*Source passage*:
┄┄┄┄┄┄┄┄┄┄

SEASON OF THE WITCH
The
year my best friend Joan and I turned thirteen, we started keeping extensive
journals, hoping that, since we’d now entered our teens, we’d finally have something worth
writing about. That something was love, L-U-V, spelled in poison green neon
capital letters, and we were ripe and ready for it… two nubile death-traps,
gamey with jail-bait.
In the early seventies, we were drunk on
love– free love, Love’s Baby Soft cosmetics, Maybelline’s Roll-On Kissing
Gloss, in luscious strawberry and honey orange. Our lips were dripping wet,
drenched in promise, and we were dying to be kissed. Love, the way we saw it, was 18-22 years
old, tall, long-haired, and lanky, hopefully in a band, and wearing tight
patched jeans over a cute little ass. Sometime during that year, I’d heard that
the word triskaidecaphobia meant “fear of the
number thirteen”…unfortunately; most of the would-be Love Gods we knew
definitely had that fear.

┄┄┄┄┄┄┄┄┄┄

*Exercise instructions*:
a. From the "Season of the Witch" passage, reproduce word for word the part that opens with the words containing "SEASON OF THE" and closes with "gamey with jail-bait.".
b. According to the "Season of the Witch" passage, what had the narrator heard the word triskaidecaphobia meant?
c. List every item that the "Season of the Witch" passage says the girls were drunk on in the early seventies.

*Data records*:
┄┄┄┄┄┄┄┄┄┄

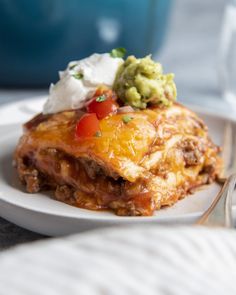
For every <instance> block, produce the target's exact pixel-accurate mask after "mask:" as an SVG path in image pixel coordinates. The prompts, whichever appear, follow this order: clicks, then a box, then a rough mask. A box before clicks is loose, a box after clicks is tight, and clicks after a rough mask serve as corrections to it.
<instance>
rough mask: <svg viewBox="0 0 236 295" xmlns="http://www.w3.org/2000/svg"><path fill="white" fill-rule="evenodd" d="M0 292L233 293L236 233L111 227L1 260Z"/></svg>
mask: <svg viewBox="0 0 236 295" xmlns="http://www.w3.org/2000/svg"><path fill="white" fill-rule="evenodd" d="M0 294H1V295H5V294H8V295H12V294H19V295H21V294H22V295H31V294H32V295H37V294H50V295H54V294H56V295H60V294H63V295H64V294H70V295H74V294H76V295H77V294H80V295H84V294H86V295H87V294H101V295H102V294H109V295H110V294H115V295H116V294H122V295H123V294H135V295H138V294H149V295H152V294H155V295H156V294H163V295H172V294H176V295H185V294H186V295H191V294H193V295H195V294H196V295H197V294H198V295H203V294H204V295H208V294H214V295H218V294H220V295H222V294H227V295H231V294H236V232H235V230H226V229H208V228H203V227H197V226H195V227H194V226H192V227H172V228H171V227H159V226H141V227H126V228H122V227H117V228H109V229H105V230H97V231H90V232H87V233H85V234H80V235H75V236H71V237H67V238H60V239H52V240H48V241H43V242H42V241H41V242H35V243H31V244H28V245H25V246H19V247H16V248H13V249H11V250H8V251H5V252H3V253H2V254H1V255H0Z"/></svg>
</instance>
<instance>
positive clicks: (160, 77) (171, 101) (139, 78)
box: [113, 55, 176, 109]
mask: <svg viewBox="0 0 236 295" xmlns="http://www.w3.org/2000/svg"><path fill="white" fill-rule="evenodd" d="M173 78H174V74H166V75H164V74H163V70H162V66H161V64H160V63H157V62H154V61H153V60H152V59H151V56H149V55H148V56H146V57H144V58H140V59H138V58H136V57H135V56H129V57H127V59H126V60H125V62H124V63H123V64H122V65H121V66H120V68H119V70H118V72H117V75H116V79H115V82H114V85H113V89H114V90H115V91H116V93H117V95H118V97H119V98H120V99H121V100H122V101H123V102H124V103H125V104H127V105H131V106H132V107H135V108H139V109H145V108H146V107H147V105H164V106H170V105H171V104H172V103H173V101H175V100H176V86H175V83H174V81H173Z"/></svg>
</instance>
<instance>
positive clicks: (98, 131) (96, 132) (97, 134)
mask: <svg viewBox="0 0 236 295" xmlns="http://www.w3.org/2000/svg"><path fill="white" fill-rule="evenodd" d="M94 136H95V137H101V136H102V132H101V131H97V132H95V134H94Z"/></svg>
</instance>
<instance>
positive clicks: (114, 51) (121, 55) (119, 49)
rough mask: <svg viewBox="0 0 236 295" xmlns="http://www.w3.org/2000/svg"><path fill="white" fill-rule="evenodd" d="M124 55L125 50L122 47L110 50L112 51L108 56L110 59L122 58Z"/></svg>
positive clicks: (125, 53) (115, 48)
mask: <svg viewBox="0 0 236 295" xmlns="http://www.w3.org/2000/svg"><path fill="white" fill-rule="evenodd" d="M125 54H126V49H125V48H123V47H119V48H115V49H112V51H111V52H110V56H111V57H121V58H122V57H124V56H125Z"/></svg>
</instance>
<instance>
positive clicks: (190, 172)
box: [15, 104, 221, 215]
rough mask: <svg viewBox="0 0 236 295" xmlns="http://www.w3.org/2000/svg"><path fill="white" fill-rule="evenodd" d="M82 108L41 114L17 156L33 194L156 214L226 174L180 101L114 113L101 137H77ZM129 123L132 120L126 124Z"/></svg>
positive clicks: (78, 206) (194, 121)
mask: <svg viewBox="0 0 236 295" xmlns="http://www.w3.org/2000/svg"><path fill="white" fill-rule="evenodd" d="M82 115H83V113H82V112H81V111H65V112H61V113H56V114H53V115H42V114H41V115H38V116H37V117H35V118H33V119H32V120H31V121H29V122H28V123H27V124H25V132H24V135H23V136H22V137H21V139H20V142H19V144H18V146H17V149H16V152H15V163H16V167H17V171H18V174H19V177H20V180H21V181H22V182H23V183H24V184H25V185H26V189H27V191H28V192H30V193H36V192H38V191H40V190H44V189H52V190H54V191H55V198H56V199H57V200H60V201H62V202H65V203H67V204H70V205H73V206H78V207H80V208H86V209H92V210H99V209H106V208H109V209H112V210H114V212H115V213H116V214H118V215H152V214H153V212H154V210H157V209H160V208H161V207H162V206H166V205H172V204H174V203H175V202H176V201H177V200H179V199H181V198H183V197H185V196H186V194H187V193H189V192H191V190H192V189H193V188H196V187H198V186H200V185H203V184H207V183H210V182H212V181H213V180H214V179H215V178H216V177H217V175H218V174H219V173H220V169H221V161H220V158H219V156H218V153H219V148H218V147H216V146H215V145H214V144H213V143H212V141H211V140H210V138H209V136H208V132H207V128H206V126H205V125H204V123H203V122H202V121H201V120H200V119H199V118H198V117H197V115H196V114H194V113H193V112H191V111H190V110H188V109H186V108H185V107H183V106H181V105H179V104H174V105H173V106H171V107H169V108H152V109H145V110H140V111H135V112H132V113H128V115H127V114H126V115H125V116H129V118H131V120H124V114H113V115H111V116H108V117H106V118H104V119H102V120H100V132H101V134H100V136H92V137H86V138H80V137H77V136H75V130H76V124H77V122H78V120H79V119H80V117H81V116H82ZM126 121H128V122H126Z"/></svg>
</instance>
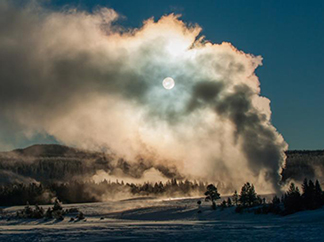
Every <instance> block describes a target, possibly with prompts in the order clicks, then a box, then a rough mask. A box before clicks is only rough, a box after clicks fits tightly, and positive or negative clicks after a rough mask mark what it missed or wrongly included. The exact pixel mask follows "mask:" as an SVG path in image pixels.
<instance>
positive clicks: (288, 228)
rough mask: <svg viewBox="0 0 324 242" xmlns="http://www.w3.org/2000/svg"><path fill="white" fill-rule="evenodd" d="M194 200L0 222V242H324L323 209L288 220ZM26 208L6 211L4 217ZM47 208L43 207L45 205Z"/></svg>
mask: <svg viewBox="0 0 324 242" xmlns="http://www.w3.org/2000/svg"><path fill="white" fill-rule="evenodd" d="M196 202H197V198H190V199H165V200H161V199H154V198H147V199H130V200H123V201H114V202H105V203H88V204H71V205H64V206H63V207H64V208H65V209H66V208H73V207H75V208H78V209H79V210H80V211H82V212H83V213H84V214H85V216H86V218H85V220H80V221H72V222H70V221H69V220H70V217H69V216H66V217H65V219H64V220H63V221H56V220H54V219H53V220H44V219H40V220H32V219H29V220H23V219H11V220H10V221H7V220H6V219H4V218H3V219H1V220H0V241H25V242H27V241H91V242H95V241H324V209H319V210H315V211H305V212H300V213H296V214H293V215H290V216H285V217H280V216H275V215H254V214H252V213H244V214H237V213H235V212H234V209H233V208H226V209H224V210H220V209H218V210H217V211H212V210H211V209H210V205H209V204H208V203H205V202H203V205H202V213H197V203H196ZM23 207H24V206H19V207H18V206H17V207H8V208H5V209H4V211H5V213H7V214H8V215H10V214H15V213H16V211H17V210H19V209H22V208H23ZM43 207H44V208H47V206H43Z"/></svg>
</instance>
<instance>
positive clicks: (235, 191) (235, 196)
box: [232, 190, 239, 206]
mask: <svg viewBox="0 0 324 242" xmlns="http://www.w3.org/2000/svg"><path fill="white" fill-rule="evenodd" d="M232 197H233V202H234V205H235V206H237V205H238V202H239V195H238V194H237V191H236V190H235V192H234V194H233V196H232Z"/></svg>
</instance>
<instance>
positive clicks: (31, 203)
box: [0, 179, 207, 206]
mask: <svg viewBox="0 0 324 242" xmlns="http://www.w3.org/2000/svg"><path fill="white" fill-rule="evenodd" d="M206 186H207V184H206V183H203V182H196V181H194V182H192V181H188V180H185V181H178V180H176V179H171V180H169V181H167V182H165V183H163V182H156V183H149V182H147V183H143V184H134V183H124V182H123V181H121V182H119V181H116V182H111V181H107V180H104V181H103V182H100V183H94V182H80V181H74V182H67V183H39V184H36V183H30V184H27V185H26V184H22V183H20V184H7V185H2V186H0V206H12V205H25V204H27V203H30V204H50V203H52V202H53V200H54V199H55V198H57V199H59V200H60V201H61V202H63V203H85V202H100V201H103V200H104V199H105V198H109V199H114V198H116V199H120V198H121V197H123V198H125V197H126V196H129V197H131V196H159V197H179V196H193V195H195V196H198V195H203V193H204V191H205V190H206Z"/></svg>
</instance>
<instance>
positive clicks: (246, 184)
mask: <svg viewBox="0 0 324 242" xmlns="http://www.w3.org/2000/svg"><path fill="white" fill-rule="evenodd" d="M259 200H260V199H259V198H258V196H257V194H256V192H255V189H254V186H253V185H251V184H250V183H249V182H247V183H245V184H244V185H243V187H242V189H241V194H240V198H239V201H240V204H241V205H242V206H243V207H251V206H254V205H258V204H260V201H259ZM261 202H262V201H261Z"/></svg>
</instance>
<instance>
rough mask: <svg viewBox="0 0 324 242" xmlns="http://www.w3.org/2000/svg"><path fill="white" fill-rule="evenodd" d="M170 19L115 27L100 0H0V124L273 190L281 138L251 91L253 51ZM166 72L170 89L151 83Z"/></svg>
mask: <svg viewBox="0 0 324 242" xmlns="http://www.w3.org/2000/svg"><path fill="white" fill-rule="evenodd" d="M179 18H180V17H179V16H177V15H174V14H170V15H167V16H163V17H161V18H160V19H159V20H158V21H157V22H155V21H154V20H153V19H149V20H146V21H145V22H144V23H143V26H142V27H140V28H139V29H131V30H125V29H124V28H122V27H120V26H118V25H117V24H116V23H115V21H116V20H117V19H118V14H117V13H116V12H115V11H114V10H112V9H107V8H101V9H98V10H96V11H95V12H93V13H88V12H81V11H77V10H75V9H69V10H65V11H62V12H57V11H50V10H48V9H44V8H42V7H40V6H39V5H37V4H35V2H33V3H32V4H29V5H27V6H25V7H16V6H14V4H11V3H10V2H8V1H2V2H1V3H0V61H1V65H0V80H1V82H0V112H1V117H0V122H1V127H0V129H1V130H0V131H1V132H0V135H4V133H3V132H4V131H5V130H7V135H8V132H9V131H8V130H22V131H23V133H24V134H25V135H27V136H29V137H30V136H33V135H34V134H37V133H45V134H49V135H52V136H54V137H55V138H56V139H57V140H59V141H60V142H62V143H64V144H67V145H73V146H77V147H81V148H87V149H102V148H107V149H109V150H111V151H112V152H114V153H115V154H117V155H119V156H122V157H125V158H126V159H128V160H129V161H132V162H136V161H137V160H138V159H137V158H138V157H142V158H144V159H147V160H151V161H152V162H153V163H154V164H155V165H157V166H158V165H161V164H163V165H164V166H167V167H175V168H176V169H177V170H178V172H180V173H181V175H183V176H184V177H186V178H189V179H202V178H203V179H207V180H209V181H223V182H224V183H225V184H227V186H231V187H235V188H238V187H239V186H240V185H242V184H243V183H244V182H246V181H247V180H249V181H251V182H253V183H254V184H255V185H256V187H257V188H258V189H259V190H262V191H273V190H277V189H278V188H279V186H278V182H279V180H280V176H279V170H280V168H281V166H282V165H283V163H284V160H285V155H284V152H283V151H284V150H285V149H287V145H286V143H285V142H284V140H283V138H282V136H281V135H280V134H278V132H277V131H276V129H275V128H274V127H273V126H272V125H271V123H270V116H271V111H270V106H269V103H270V101H269V100H268V99H267V98H264V97H261V96H260V87H259V81H258V78H257V76H256V75H255V74H254V70H255V69H256V68H257V67H258V66H259V65H261V60H262V58H261V57H260V56H253V55H251V54H245V53H244V52H242V51H238V50H237V49H236V48H235V47H233V46H232V45H231V44H230V43H222V44H213V43H210V42H208V41H206V40H204V38H203V37H202V36H200V35H199V34H200V31H201V28H200V27H199V26H198V25H187V24H185V23H184V22H182V21H181V20H180V19H179ZM166 77H172V78H173V79H174V80H175V82H176V86H175V87H174V88H173V89H172V90H166V89H164V88H163V86H162V85H161V82H162V81H163V79H164V78H166ZM9 126H10V127H9ZM16 135H17V134H16ZM0 138H4V137H0Z"/></svg>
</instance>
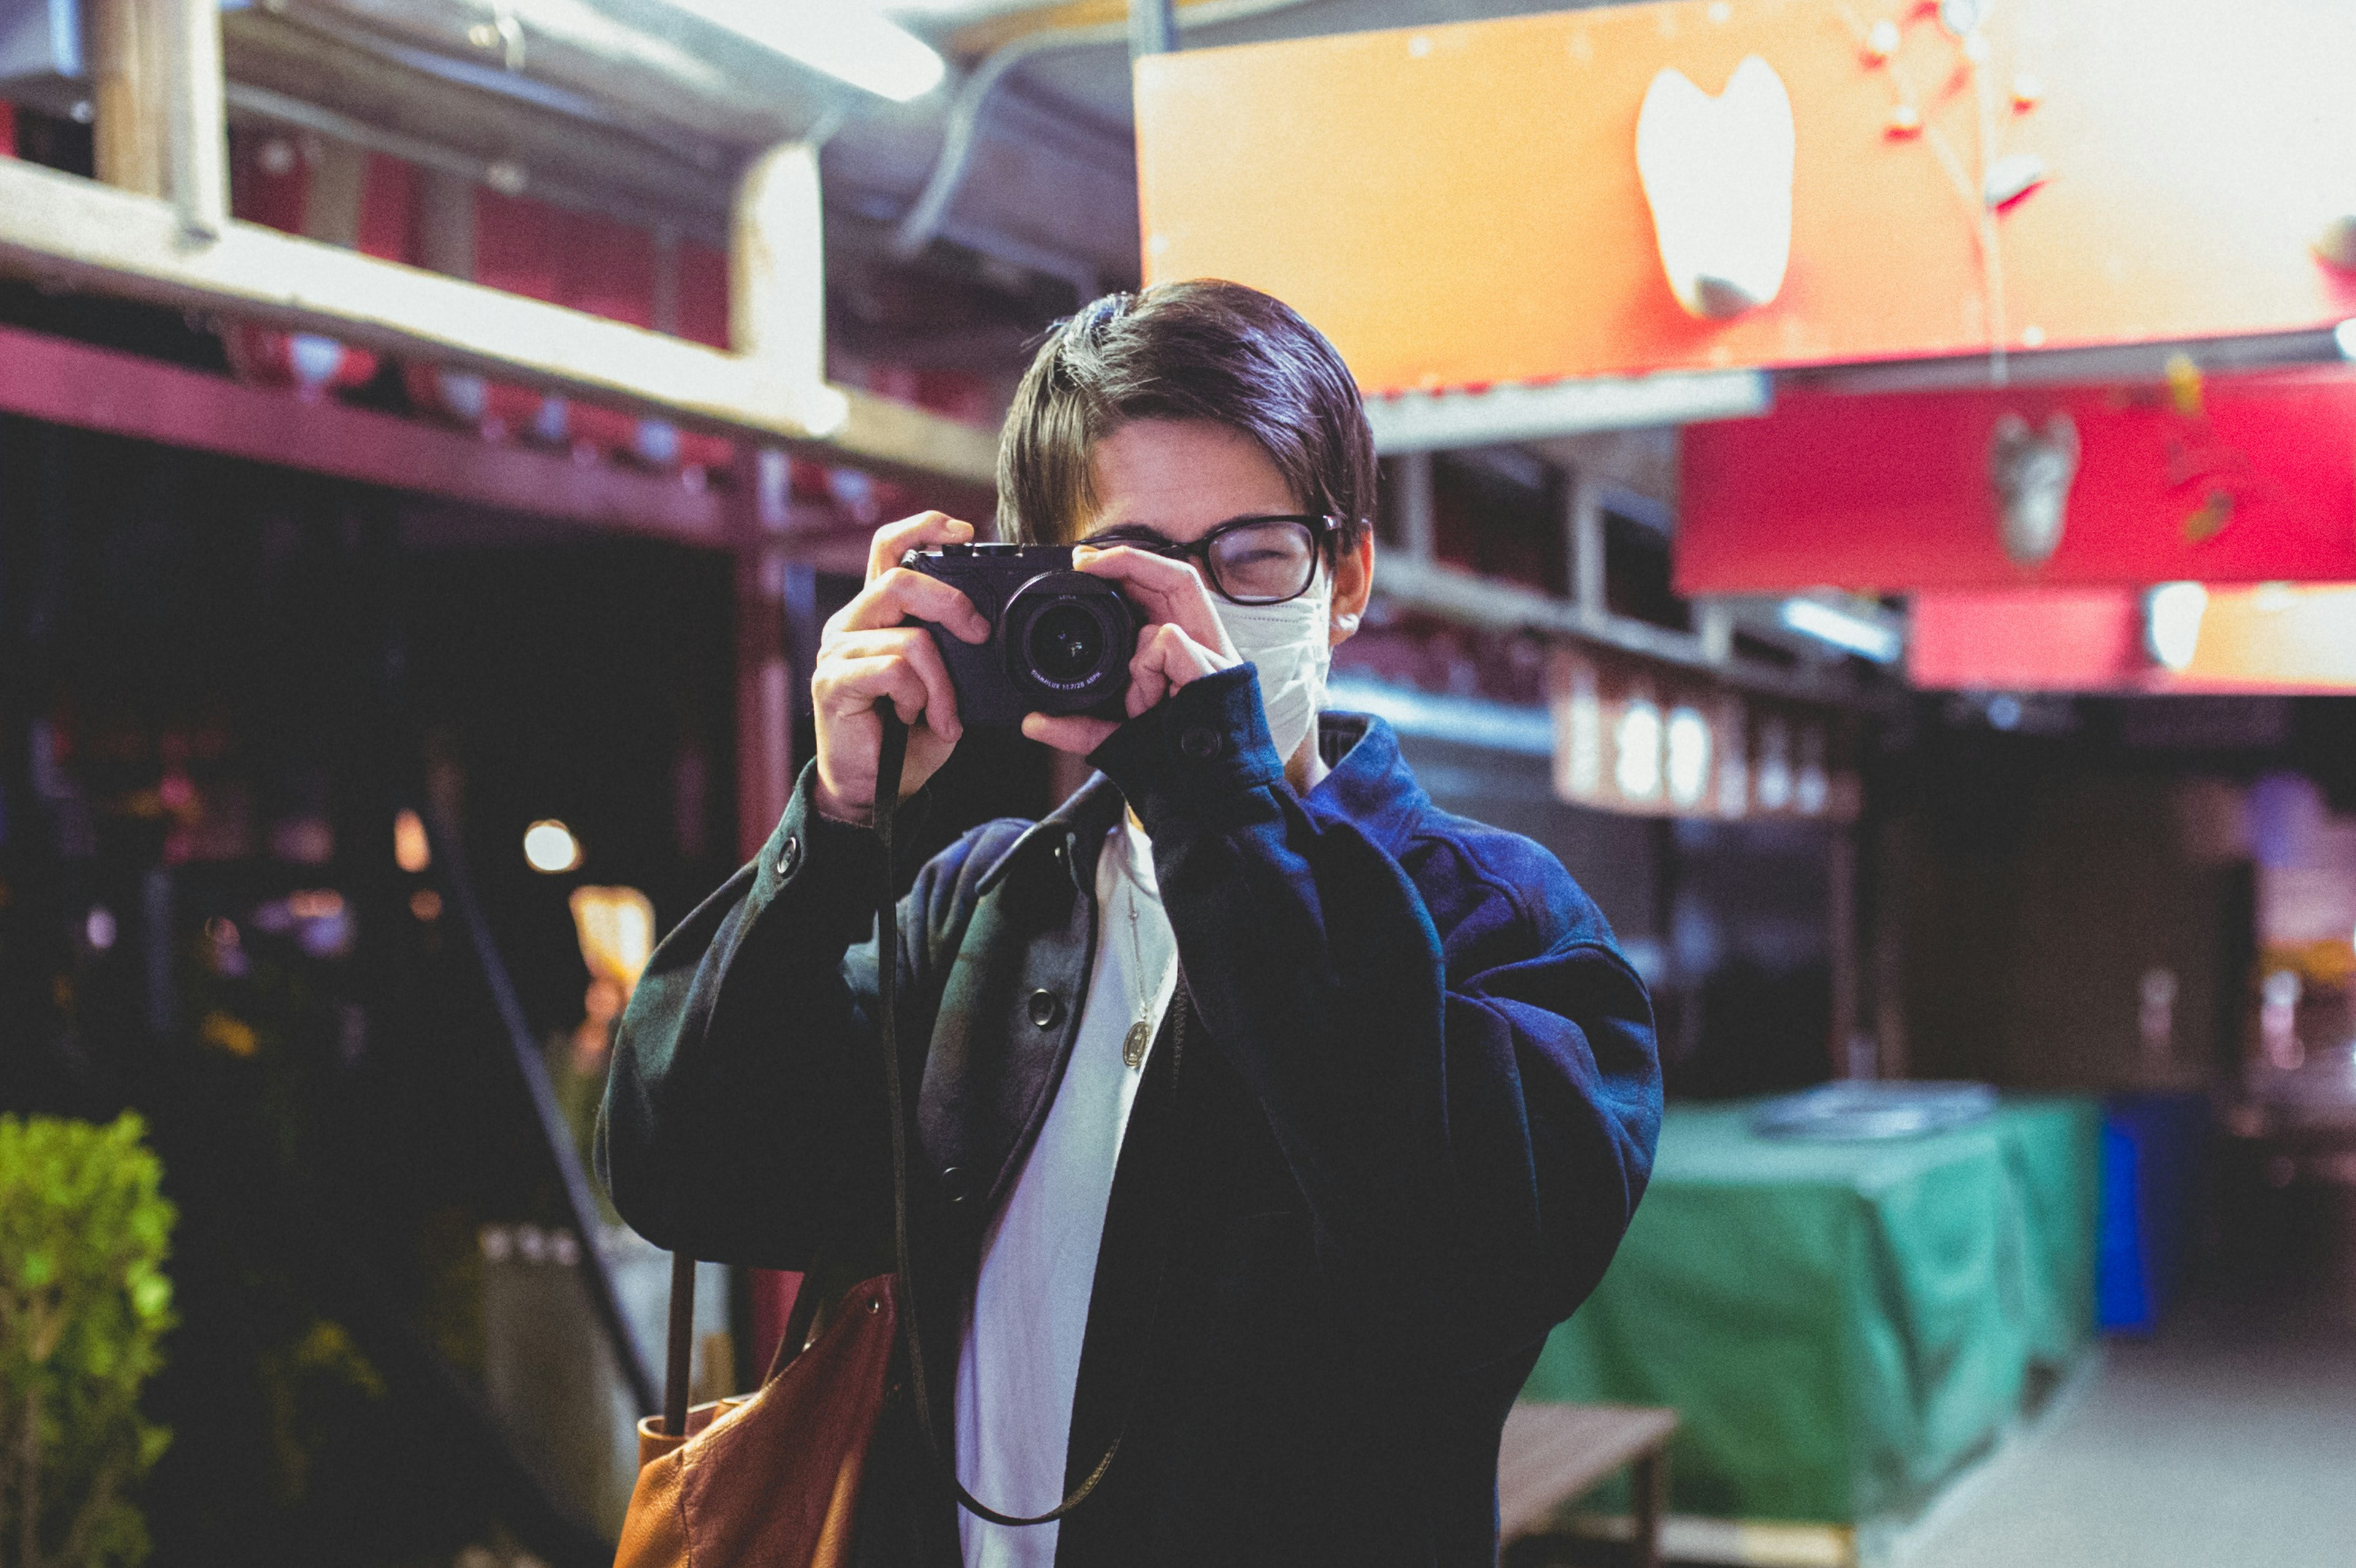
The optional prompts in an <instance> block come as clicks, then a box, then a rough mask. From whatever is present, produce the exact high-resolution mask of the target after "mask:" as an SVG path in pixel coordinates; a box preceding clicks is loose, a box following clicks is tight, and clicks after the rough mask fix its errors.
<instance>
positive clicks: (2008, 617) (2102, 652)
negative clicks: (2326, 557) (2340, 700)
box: [1906, 584, 2356, 695]
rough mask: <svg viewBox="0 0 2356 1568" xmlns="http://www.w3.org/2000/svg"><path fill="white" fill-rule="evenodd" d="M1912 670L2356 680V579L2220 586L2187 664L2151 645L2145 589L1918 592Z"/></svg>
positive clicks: (2036, 676)
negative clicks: (2160, 658)
mask: <svg viewBox="0 0 2356 1568" xmlns="http://www.w3.org/2000/svg"><path fill="white" fill-rule="evenodd" d="M1911 610H1913V633H1911V645H1908V650H1906V676H1908V678H1911V680H1913V683H1915V685H1920V687H1932V690H2014V692H2144V695H2168V692H2356V586H2349V584H2299V586H2292V584H2266V586H2257V589H2212V591H2210V596H2208V607H2205V612H2203V614H2201V622H2198V636H2196V640H2193V643H2191V650H2189V659H2186V662H2184V669H2182V671H2168V669H2160V666H2158V664H2156V662H2153V659H2151V655H2149V652H2146V650H2144V596H2142V591H2139V589H2014V591H1986V593H1918V596H1915V598H1913V607H1911Z"/></svg>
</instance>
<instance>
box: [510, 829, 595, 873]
mask: <svg viewBox="0 0 2356 1568" xmlns="http://www.w3.org/2000/svg"><path fill="white" fill-rule="evenodd" d="M523 859H528V862H530V866H532V871H547V873H549V876H556V873H558V871H577V869H580V864H582V841H580V838H575V836H573V829H568V826H565V824H563V822H558V819H556V817H542V819H540V822H535V824H532V826H528V829H523Z"/></svg>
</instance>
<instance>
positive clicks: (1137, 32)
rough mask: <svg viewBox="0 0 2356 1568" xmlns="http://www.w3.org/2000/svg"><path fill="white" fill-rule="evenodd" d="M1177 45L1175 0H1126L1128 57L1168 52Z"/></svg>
mask: <svg viewBox="0 0 2356 1568" xmlns="http://www.w3.org/2000/svg"><path fill="white" fill-rule="evenodd" d="M1176 47H1178V5H1176V0H1129V59H1143V57H1147V54H1169V52H1173V49H1176Z"/></svg>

┄┄┄┄┄┄┄┄┄┄

*Task responses*:
a.
SEASON OF THE WITCH
The
year my best friend Joan and I turned thirteen, we started keeping extensive
journals, hoping that, since we’d now entered our teens, we’d finally have something worth
writing about. That something was love, L-U-V, spelled in poison green neon
capital letters, and we were ripe and ready for it… two nubile death-traps,
gamey with jail-bait.

b. It meant "fear of the number thirteen."

c. free love, Love's Baby Soft cosmetics, Maybelline's Roll-On Kissing Gloss